Entries provided

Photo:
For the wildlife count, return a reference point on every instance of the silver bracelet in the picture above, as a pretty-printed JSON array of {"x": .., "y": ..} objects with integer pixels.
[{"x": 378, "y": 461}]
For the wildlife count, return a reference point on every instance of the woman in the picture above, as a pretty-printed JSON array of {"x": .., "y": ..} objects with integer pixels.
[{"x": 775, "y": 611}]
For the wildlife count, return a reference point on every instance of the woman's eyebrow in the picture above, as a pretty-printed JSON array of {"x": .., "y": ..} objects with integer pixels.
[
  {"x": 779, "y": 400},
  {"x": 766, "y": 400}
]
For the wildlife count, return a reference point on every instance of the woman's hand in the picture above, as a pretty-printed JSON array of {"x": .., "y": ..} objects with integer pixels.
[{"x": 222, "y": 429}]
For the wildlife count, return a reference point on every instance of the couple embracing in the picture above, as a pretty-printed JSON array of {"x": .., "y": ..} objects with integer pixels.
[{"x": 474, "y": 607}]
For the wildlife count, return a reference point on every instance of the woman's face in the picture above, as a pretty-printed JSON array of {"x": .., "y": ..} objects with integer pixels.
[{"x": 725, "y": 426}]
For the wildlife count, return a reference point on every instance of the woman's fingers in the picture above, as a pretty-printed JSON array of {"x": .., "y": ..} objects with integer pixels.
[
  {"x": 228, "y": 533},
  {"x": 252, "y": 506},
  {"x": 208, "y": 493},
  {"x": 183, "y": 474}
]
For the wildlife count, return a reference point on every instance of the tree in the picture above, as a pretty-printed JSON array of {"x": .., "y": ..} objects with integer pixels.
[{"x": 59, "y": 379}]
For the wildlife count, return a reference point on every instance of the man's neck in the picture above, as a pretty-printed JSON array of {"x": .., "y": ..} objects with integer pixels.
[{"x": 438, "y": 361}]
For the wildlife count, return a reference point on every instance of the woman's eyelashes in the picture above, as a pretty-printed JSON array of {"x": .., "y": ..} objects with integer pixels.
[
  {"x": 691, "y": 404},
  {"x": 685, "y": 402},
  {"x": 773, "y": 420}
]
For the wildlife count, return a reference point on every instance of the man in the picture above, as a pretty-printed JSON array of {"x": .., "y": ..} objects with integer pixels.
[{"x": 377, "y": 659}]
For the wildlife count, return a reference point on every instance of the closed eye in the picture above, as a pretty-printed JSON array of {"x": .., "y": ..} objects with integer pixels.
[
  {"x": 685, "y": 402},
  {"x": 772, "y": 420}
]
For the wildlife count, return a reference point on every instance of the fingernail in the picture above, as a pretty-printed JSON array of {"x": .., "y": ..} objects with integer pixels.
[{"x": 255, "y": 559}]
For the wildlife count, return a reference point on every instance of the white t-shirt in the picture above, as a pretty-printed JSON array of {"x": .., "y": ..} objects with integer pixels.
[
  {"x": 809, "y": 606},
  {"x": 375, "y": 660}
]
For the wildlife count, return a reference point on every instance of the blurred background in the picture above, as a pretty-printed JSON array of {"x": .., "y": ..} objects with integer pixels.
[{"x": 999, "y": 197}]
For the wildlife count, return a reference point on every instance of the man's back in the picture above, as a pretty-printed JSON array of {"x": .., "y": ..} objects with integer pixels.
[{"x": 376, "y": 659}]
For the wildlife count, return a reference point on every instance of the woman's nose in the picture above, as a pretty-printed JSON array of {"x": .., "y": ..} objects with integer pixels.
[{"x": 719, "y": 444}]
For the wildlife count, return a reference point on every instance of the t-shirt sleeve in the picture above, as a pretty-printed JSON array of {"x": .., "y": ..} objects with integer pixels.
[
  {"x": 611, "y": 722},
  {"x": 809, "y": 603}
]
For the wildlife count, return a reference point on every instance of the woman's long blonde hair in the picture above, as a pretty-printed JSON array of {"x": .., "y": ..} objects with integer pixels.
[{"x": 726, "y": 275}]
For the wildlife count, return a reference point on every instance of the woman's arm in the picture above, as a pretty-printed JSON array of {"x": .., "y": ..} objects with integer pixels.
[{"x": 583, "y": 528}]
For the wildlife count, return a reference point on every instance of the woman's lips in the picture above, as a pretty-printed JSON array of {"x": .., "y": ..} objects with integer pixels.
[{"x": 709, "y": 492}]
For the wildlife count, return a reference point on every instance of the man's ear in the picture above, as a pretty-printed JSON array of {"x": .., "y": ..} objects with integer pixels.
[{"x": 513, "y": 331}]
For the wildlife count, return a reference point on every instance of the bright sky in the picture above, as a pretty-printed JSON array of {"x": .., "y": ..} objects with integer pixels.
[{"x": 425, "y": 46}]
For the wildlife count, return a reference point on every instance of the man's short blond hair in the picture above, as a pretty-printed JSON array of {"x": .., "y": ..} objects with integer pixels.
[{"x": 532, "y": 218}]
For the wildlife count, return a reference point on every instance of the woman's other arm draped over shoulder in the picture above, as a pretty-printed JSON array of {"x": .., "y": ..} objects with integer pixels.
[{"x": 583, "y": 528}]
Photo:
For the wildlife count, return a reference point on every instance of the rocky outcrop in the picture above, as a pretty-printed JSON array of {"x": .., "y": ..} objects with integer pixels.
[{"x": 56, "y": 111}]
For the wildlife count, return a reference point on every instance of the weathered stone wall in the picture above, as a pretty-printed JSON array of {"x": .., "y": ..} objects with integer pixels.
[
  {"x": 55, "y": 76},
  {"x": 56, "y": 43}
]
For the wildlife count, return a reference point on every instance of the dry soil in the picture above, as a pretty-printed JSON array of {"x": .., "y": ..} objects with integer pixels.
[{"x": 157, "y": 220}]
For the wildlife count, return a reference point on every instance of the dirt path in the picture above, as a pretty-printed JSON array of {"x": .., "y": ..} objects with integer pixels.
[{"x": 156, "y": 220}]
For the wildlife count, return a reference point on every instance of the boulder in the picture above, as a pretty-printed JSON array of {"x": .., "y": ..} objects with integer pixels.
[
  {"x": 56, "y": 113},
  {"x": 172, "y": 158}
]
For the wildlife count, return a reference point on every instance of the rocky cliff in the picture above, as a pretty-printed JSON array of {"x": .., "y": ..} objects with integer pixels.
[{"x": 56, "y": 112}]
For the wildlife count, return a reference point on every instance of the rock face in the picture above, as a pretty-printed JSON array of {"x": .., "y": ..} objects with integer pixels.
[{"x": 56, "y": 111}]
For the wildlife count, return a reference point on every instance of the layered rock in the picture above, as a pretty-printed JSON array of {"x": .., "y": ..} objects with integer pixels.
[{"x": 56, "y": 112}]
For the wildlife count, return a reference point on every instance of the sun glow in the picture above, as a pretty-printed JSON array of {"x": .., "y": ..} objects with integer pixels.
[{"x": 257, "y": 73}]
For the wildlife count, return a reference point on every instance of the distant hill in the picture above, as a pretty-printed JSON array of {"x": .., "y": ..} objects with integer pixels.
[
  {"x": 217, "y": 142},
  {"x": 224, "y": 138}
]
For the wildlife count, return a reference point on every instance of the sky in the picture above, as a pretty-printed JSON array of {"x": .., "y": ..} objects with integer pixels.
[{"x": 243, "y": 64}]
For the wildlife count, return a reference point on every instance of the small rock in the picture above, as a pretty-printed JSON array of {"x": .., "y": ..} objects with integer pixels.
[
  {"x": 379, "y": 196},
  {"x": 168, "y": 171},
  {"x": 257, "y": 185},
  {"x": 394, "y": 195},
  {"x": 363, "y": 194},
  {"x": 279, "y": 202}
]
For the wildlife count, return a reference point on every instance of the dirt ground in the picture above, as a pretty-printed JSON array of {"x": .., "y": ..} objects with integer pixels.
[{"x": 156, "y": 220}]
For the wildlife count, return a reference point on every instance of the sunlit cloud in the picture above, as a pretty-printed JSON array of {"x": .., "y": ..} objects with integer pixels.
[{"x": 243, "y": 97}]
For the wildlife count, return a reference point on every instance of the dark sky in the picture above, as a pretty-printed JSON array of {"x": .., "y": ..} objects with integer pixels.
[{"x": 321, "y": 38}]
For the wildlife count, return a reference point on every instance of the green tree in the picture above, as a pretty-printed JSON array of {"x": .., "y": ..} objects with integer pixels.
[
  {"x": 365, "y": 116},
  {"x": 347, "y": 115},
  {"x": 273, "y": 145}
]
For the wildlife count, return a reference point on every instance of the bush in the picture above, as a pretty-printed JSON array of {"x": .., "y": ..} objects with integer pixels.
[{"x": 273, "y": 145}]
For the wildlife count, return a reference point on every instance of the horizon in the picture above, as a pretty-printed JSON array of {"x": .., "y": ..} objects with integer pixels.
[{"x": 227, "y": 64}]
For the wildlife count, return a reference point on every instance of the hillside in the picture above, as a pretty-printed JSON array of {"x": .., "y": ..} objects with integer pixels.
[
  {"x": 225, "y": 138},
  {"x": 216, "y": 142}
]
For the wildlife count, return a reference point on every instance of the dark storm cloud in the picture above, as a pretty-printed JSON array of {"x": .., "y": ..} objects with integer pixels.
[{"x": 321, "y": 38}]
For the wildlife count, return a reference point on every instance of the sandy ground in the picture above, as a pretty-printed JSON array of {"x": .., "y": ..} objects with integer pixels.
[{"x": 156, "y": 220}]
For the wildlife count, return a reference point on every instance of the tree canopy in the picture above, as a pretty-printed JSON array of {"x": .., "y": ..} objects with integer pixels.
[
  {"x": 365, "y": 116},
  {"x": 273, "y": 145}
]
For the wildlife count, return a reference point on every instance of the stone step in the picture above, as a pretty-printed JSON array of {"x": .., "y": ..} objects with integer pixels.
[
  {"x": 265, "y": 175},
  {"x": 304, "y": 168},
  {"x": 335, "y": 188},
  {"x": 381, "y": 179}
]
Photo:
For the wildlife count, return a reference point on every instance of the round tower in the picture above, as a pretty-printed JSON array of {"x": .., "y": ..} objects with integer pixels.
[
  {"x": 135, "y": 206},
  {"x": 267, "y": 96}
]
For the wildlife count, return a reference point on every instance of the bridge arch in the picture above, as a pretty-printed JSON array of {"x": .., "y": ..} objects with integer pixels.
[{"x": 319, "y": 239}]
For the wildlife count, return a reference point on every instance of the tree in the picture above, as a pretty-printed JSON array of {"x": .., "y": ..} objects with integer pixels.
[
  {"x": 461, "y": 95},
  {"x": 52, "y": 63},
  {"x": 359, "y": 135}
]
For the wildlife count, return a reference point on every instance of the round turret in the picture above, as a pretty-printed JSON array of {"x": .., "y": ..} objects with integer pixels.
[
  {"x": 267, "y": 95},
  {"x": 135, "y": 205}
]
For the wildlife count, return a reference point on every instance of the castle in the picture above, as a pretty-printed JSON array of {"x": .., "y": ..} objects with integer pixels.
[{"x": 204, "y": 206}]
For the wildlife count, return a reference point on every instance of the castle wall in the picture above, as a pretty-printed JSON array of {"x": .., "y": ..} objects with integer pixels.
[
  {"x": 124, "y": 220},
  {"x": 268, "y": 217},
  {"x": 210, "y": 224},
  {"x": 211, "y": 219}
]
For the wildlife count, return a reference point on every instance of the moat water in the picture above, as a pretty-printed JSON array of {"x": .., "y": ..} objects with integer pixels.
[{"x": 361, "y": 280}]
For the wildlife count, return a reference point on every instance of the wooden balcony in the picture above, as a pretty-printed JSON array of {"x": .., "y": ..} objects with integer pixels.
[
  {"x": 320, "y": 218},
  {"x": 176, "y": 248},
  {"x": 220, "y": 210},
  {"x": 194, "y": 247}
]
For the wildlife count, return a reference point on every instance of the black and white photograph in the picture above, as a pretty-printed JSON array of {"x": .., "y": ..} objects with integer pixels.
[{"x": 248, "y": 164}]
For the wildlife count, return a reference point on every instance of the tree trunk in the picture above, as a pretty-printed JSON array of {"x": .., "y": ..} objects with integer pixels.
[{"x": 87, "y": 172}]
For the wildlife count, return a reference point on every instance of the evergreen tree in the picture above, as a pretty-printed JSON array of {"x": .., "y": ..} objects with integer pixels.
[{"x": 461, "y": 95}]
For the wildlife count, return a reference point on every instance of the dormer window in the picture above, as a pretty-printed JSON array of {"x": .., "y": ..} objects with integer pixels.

Given exercise
Set down, unchanged, the line that contains "of the moat" together with every later line in the records, through the last one.

Solution
For the wildlife count, return a reference point on every instance of the moat water in the picture above, as a pretty-printed JSON array of {"x": .., "y": ..} objects with integer pixels.
[{"x": 361, "y": 280}]
For the wildlife count, return a reference point on every instance of the wooden balcony in the picture above, as a pretty-printed JSON array of {"x": .., "y": ..} objects with integer pixels.
[
  {"x": 320, "y": 218},
  {"x": 176, "y": 248},
  {"x": 220, "y": 210},
  {"x": 194, "y": 247}
]
For the wildlife count, return a reference point on every instance of the black and white photograph in the picture above, as a pretty-printed JSON array of {"x": .., "y": ..} objects with integer pixels.
[{"x": 248, "y": 164}]
For the wildlife count, return a reference point on every instance of the tree trunk in the picture above, as a pretty-printed JSON array of {"x": .., "y": ..} objects with integer pixels.
[{"x": 87, "y": 172}]
For the wildlife count, return a reference point on every instance of the evergreen tree in the picture above, as a pretty-printed JSON array of {"x": .., "y": ..} objects with integer pixels.
[{"x": 461, "y": 95}]
For the wildlife count, return a reference point on every instance of the dormer window in the picture above, as a pretty-printed JSON array of {"x": .., "y": ..} objects with integer pixels.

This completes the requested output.